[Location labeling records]

^^^^^^^^^^^^^^^^

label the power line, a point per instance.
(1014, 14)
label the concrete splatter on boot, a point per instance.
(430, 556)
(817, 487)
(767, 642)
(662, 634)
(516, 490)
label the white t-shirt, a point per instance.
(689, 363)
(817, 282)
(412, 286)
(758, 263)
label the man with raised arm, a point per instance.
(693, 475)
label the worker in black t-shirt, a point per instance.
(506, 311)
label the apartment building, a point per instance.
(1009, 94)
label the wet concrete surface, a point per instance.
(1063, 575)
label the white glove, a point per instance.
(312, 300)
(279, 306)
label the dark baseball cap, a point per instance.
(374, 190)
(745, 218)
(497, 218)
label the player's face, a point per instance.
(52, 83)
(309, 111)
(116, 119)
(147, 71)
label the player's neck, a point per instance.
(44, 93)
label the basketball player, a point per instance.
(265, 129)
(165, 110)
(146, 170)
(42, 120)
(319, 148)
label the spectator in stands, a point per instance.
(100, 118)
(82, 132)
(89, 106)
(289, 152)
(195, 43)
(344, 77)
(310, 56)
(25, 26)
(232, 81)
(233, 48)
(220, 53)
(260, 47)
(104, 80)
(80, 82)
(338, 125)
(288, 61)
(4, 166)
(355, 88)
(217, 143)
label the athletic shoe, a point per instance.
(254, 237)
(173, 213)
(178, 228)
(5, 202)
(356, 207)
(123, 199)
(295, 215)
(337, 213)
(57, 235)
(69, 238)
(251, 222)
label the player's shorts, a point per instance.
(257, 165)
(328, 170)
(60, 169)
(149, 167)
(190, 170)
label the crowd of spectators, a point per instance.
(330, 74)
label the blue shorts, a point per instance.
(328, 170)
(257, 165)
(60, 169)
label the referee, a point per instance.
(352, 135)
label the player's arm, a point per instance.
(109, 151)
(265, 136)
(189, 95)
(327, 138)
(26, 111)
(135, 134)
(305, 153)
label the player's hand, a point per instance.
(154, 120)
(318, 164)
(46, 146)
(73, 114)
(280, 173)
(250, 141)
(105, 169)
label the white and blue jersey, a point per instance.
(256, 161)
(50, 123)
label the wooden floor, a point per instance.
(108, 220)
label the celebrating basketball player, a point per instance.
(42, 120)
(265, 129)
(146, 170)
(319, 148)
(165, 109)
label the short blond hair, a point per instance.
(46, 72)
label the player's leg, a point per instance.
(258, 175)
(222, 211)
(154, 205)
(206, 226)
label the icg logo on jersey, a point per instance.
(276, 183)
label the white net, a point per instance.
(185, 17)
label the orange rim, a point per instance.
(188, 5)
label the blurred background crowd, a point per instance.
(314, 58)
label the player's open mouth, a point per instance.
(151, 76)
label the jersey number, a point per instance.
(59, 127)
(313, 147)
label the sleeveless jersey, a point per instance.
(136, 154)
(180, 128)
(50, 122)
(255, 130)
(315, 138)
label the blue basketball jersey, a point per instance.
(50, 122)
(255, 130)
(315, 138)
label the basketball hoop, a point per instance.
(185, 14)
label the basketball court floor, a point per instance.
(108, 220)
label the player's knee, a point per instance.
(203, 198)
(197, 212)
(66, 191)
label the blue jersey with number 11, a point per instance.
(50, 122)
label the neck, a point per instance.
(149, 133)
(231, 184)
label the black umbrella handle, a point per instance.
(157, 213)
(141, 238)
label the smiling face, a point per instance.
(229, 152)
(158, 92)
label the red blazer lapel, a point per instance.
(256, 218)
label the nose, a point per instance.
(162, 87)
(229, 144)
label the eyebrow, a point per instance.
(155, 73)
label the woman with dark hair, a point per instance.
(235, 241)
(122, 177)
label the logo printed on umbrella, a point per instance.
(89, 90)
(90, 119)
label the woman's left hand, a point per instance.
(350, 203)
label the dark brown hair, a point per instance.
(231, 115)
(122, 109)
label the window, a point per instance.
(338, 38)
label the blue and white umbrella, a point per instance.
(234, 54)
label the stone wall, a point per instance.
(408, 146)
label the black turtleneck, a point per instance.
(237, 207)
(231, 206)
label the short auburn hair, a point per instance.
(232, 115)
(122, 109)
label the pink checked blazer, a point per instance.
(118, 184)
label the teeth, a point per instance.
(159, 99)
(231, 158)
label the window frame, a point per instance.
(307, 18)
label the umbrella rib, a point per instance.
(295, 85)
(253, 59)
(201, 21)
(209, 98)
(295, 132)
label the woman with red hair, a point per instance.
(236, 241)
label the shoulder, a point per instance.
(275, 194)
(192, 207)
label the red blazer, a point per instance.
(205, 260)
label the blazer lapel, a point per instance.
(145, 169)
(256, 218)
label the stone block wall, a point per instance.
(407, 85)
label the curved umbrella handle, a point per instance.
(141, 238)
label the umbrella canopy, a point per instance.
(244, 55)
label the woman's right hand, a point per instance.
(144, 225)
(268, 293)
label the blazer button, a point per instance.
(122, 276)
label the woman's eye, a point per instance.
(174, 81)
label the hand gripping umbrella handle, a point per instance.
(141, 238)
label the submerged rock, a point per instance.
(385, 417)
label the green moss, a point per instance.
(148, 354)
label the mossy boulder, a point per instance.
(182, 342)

^^^^^^^^^^^^^^^^

* Work to be completed
Swap "green moss" for "lichen patch" in the entries from the line containing "label the blazer button, a" through the end of the entries, both ends included. Output only those lines, with everything else left unchanged.

* Correct result
label the blazer button, a point per instance.
(122, 276)
label the woman's eye, a point per instance.
(174, 81)
label the hand gripping umbrella handle, a point per instance.
(141, 238)
label the submerged rock, a point per instance.
(385, 417)
label the lichen patch, a point per instance.
(148, 354)
label the mossy boulder, a point per instance.
(182, 342)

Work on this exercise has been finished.